§ Trecho do documento:
•••

O STF abriu na última 6ª feira (14.jun.2024) um processo de licitação a fim de contratar uma empresa para realizar rastreamento de menções à Corte e aos ministros nas redes sociais sob a justificativa de “mostrar a evolução da imagem” do Supremo Tribunal Federal. Dentre os serviços a serem prestados por um custo máximo de R$ 344 mil está a identificação de “fontes detratoras” na web. No entanto, não está claro qual será o critério de classificação dos materiais coletados.
“O acompanhamento deverá mostrar a evolução da imagem do STF, além de indicar os assuntos mais relevantes abordados pelos usuários […], identificação das principais fontes influenciadoras e detratoras e sugestão de aprimoramento da comunicação com esses públicos”, diz o edital. Leia a íntegra do documento (PDF – 575 kB)
O Poder360 procurou o Supremo Tribunal Federal para perguntar:
- o que são “fontes detratoras” e “influenciadoras”;
- quem vai definir se uma fonte é detratora ou influenciadora;
- de que forma será feita a varredura nas redes e quais termos serão buscados;
- além das redes sociais, quais blogs serão monitorados;
- quais critérios serão usados para definir se os posts avaliados são positivos, negativos ou neutros.
Não houve resposta até a publicação desta reportagem. Caso uma manifestação seja enviada, o texto será atualizado.

•••

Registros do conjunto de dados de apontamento
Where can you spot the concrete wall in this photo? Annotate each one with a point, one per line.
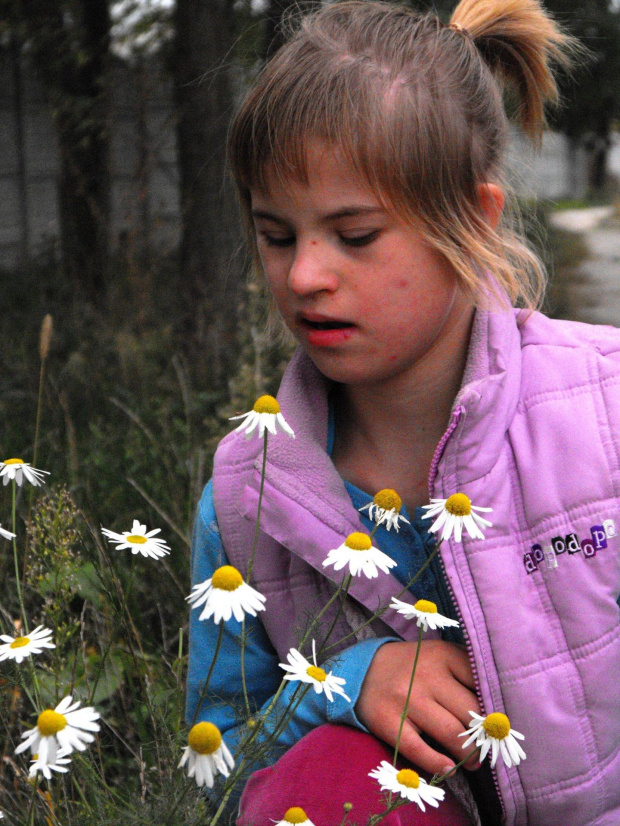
(144, 166)
(143, 160)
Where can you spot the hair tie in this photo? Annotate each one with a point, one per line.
(458, 28)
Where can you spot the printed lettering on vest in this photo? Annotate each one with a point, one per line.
(587, 547)
(550, 557)
(571, 543)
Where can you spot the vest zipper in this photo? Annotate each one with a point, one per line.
(456, 417)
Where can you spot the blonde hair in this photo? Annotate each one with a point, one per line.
(415, 107)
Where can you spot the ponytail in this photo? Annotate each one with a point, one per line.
(521, 45)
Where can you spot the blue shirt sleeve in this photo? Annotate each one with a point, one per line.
(223, 702)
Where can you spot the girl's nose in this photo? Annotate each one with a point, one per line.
(311, 270)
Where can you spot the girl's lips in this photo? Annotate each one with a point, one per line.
(321, 332)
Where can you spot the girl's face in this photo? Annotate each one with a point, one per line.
(362, 291)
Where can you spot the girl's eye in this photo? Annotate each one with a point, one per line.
(278, 241)
(359, 240)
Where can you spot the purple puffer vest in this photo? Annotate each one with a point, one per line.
(534, 434)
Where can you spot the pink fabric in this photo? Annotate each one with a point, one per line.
(327, 768)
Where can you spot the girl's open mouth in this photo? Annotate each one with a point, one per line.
(324, 333)
(326, 325)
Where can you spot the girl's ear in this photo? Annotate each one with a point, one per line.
(491, 199)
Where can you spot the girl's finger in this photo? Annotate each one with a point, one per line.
(444, 728)
(423, 756)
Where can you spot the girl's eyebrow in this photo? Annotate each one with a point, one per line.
(343, 212)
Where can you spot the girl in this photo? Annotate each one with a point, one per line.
(368, 158)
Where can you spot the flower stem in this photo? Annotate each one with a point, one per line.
(217, 815)
(403, 716)
(203, 693)
(437, 780)
(260, 505)
(384, 608)
(344, 592)
(15, 558)
(243, 682)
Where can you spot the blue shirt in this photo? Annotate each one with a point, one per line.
(223, 703)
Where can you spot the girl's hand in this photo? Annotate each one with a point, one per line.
(442, 696)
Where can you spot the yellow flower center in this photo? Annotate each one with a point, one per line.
(497, 725)
(295, 815)
(50, 722)
(426, 606)
(358, 541)
(408, 778)
(266, 404)
(316, 673)
(227, 578)
(204, 738)
(458, 504)
(389, 500)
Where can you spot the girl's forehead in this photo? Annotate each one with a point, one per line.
(326, 175)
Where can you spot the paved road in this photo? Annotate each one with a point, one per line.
(593, 286)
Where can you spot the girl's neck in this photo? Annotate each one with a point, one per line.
(386, 433)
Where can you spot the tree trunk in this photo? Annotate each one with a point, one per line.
(69, 43)
(210, 263)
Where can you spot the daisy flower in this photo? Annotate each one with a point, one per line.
(424, 612)
(47, 768)
(265, 415)
(18, 470)
(18, 648)
(207, 754)
(300, 669)
(224, 594)
(407, 784)
(138, 540)
(61, 730)
(455, 513)
(358, 553)
(385, 509)
(493, 733)
(295, 815)
(6, 534)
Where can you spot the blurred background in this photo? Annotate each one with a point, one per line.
(116, 217)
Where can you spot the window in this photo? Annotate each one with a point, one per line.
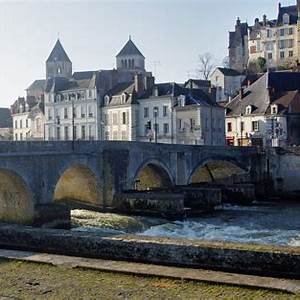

•••

§ Objetivo 1: Segundo a reportagem sobre a licitação do STF, qual é o custo máximo previsto para os serviços a serem contratados?
§ Objetivo 2: Liste todos os pontos que o Poder360 levou ao Supremo Tribunal Federal, conforme a reportagem sobre a licitação do STF.
§ Objetivo 3: Reescreva de forma mais curta o parágrafo da reportagem sobre a licitação do STF que começa com “O STF abriu na última 6ª feira”, mantendo os fatos principais.

§ Resposta correta 1: R$ 344 mil.

§ Resposta correta 2:
- O que são “fontes detratoras” e “influenciadoras”
- Quem vai definir se uma fonte é detratora ou influenciadora
- De que forma será feita a varredura nas redes e quais termos serão buscados
- Além das redes sociais, quais blogs serão monitorados
- Quais critérios serão usados para definir se os posts avaliados são positivos, negativos ou neutros

§ Resposta correta 3: Em 14 de junho de 2024, o STF abriu licitação para contratar, por até R$ 344 mil, uma empresa que rastreie menções à Corte e aos ministros nas redes sociais, com o objetivo de “mostrar a evolução da imagem” do tribunal. Entre os serviços está a identificação de “fontes detratoras” na web, mas não está claro o critério de classificação dos materiais coletados.